**Task item:** Nothing in the entries below may be altered; print them as they stand.

**Dataset extract:**
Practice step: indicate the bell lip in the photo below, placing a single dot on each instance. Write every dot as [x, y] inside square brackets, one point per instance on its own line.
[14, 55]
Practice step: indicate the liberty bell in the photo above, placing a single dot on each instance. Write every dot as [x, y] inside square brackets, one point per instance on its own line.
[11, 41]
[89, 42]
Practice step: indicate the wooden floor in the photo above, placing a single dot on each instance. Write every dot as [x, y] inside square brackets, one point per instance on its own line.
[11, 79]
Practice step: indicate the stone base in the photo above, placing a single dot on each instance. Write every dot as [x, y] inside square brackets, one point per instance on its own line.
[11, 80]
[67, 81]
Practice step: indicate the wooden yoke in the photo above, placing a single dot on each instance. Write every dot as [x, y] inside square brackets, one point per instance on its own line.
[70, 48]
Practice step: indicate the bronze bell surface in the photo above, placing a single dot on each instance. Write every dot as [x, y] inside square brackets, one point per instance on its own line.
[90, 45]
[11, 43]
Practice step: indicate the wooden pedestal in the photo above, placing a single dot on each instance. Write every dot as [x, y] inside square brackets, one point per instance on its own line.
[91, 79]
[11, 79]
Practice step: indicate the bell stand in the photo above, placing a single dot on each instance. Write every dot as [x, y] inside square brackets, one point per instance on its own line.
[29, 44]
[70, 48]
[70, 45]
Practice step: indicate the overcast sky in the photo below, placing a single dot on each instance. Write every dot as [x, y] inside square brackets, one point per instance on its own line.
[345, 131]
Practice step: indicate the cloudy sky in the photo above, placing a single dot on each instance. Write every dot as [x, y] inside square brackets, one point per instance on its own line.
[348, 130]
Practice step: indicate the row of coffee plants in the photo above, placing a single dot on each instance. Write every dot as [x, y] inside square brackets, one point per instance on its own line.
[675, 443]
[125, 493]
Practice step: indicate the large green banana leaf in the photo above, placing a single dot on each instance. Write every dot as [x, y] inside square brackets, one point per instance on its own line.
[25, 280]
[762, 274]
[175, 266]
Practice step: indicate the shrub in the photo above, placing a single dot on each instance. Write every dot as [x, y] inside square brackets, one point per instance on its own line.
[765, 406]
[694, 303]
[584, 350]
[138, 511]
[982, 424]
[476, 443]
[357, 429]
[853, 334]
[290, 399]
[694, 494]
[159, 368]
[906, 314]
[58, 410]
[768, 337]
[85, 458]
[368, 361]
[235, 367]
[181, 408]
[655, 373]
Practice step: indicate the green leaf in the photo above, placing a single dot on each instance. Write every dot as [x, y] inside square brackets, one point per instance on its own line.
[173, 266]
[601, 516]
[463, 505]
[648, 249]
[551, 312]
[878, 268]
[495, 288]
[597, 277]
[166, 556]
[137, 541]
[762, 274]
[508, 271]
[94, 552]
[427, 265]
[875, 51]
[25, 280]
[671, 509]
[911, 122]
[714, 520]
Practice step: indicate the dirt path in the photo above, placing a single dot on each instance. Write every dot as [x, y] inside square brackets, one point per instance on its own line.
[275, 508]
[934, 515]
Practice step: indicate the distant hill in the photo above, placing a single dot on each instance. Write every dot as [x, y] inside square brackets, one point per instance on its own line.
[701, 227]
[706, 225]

**Task response:**
Practice step: indicate the bell lip in the photo below, placing a single dot on each instance. Write every dot as [x, y] inside square brackets, one point per instance on its own line.
[14, 55]
Practice step: indicate the liberty bell in the photo above, placing a single dot on each instance. Write every dot as [x, y] inside square brackets, one point per instance on its own line.
[11, 41]
[89, 42]
Practice step: indicate the wooden floor in the photo above, placing a single dot on each instance. Write every dot as [x, y] inside square brackets, one point per instance on its own line.
[11, 79]
Practice step: indicate the stone base in the photo above, placing a single dot on each instance. Write every dot as [x, y] inside square brackets, one point per instance on its own line.
[11, 80]
[67, 81]
Practice step: indicate the wooden yoke in the photo above, placing a single dot on each instance. Write every dot as [x, y] inside square brackets, one point per instance on its own line.
[70, 48]
Practice step: indicate the bronze bell surface in the photo above, placing a single dot on each instance. Write every dot as [x, y] inside square brackets, one point per instance on its own line.
[90, 45]
[11, 43]
Practice step: indicate the wooden pedestal in the photo above, placing a single dot on each instance. Write every dot as [x, y] inside square brackets, one point per instance on its own line.
[91, 79]
[11, 79]
Practice step: indicate the bell stand in the photo above, placing a single dot on each instance. Write every dot as [x, y] inside square brackets, one point per instance on its own line.
[29, 44]
[70, 48]
[70, 45]
Practice step: indicate the overcast sky in the photo below, placing a single dot on each instance. Write every dot as [x, y] inside square brackets, one point per instance on its own line.
[345, 131]
Practice step: indicate the cloudy sky in the photo above, placing a single dot on each instance. Write every dot as [x, y] inside square brackets, one point per instance on its own line.
[348, 130]
Practice step: indicate the row of coffee plants in the photo above, placing a single dot on each instance. Write every dot as [x, y] inside square brackets, one point per instance on its own line.
[675, 443]
[125, 493]
Practice step: indicate the large green banana leaf in the photo above, placing a single dot on each instance. Write every dot as [x, y] inside square brackets, one point per instance on its own line.
[25, 280]
[762, 274]
[175, 266]
Practice step: indicate the shrub in the photo above, placing a single dot on each instance. Write every dot as [x, y] inside square brackets, one point per instance on its own line.
[765, 406]
[694, 303]
[584, 350]
[138, 511]
[982, 424]
[476, 443]
[357, 429]
[853, 334]
[290, 399]
[694, 494]
[159, 368]
[906, 314]
[58, 410]
[768, 337]
[85, 458]
[368, 361]
[235, 367]
[181, 408]
[655, 373]
Practice step: indicate the green leaf in the photo above, placing a single dot on each instance. Write every dot as [x, y] inside square brackets, one point per instance on its own line.
[173, 266]
[601, 516]
[463, 505]
[648, 249]
[551, 312]
[878, 268]
[495, 288]
[597, 277]
[166, 556]
[137, 541]
[762, 274]
[508, 271]
[94, 552]
[427, 265]
[875, 51]
[25, 280]
[671, 509]
[911, 122]
[714, 520]
Practice step: indicate the dirt path in the photo above, placing a single dot on each instance. Write every dot as [x, y] inside square brackets, one point per instance on its own line.
[275, 508]
[934, 515]
Practice step: indicate the distant hill in the photo above, placing a single dot on each instance. Write every dot as [x, y] inside square brackets, one point per instance on its own line.
[701, 227]
[706, 225]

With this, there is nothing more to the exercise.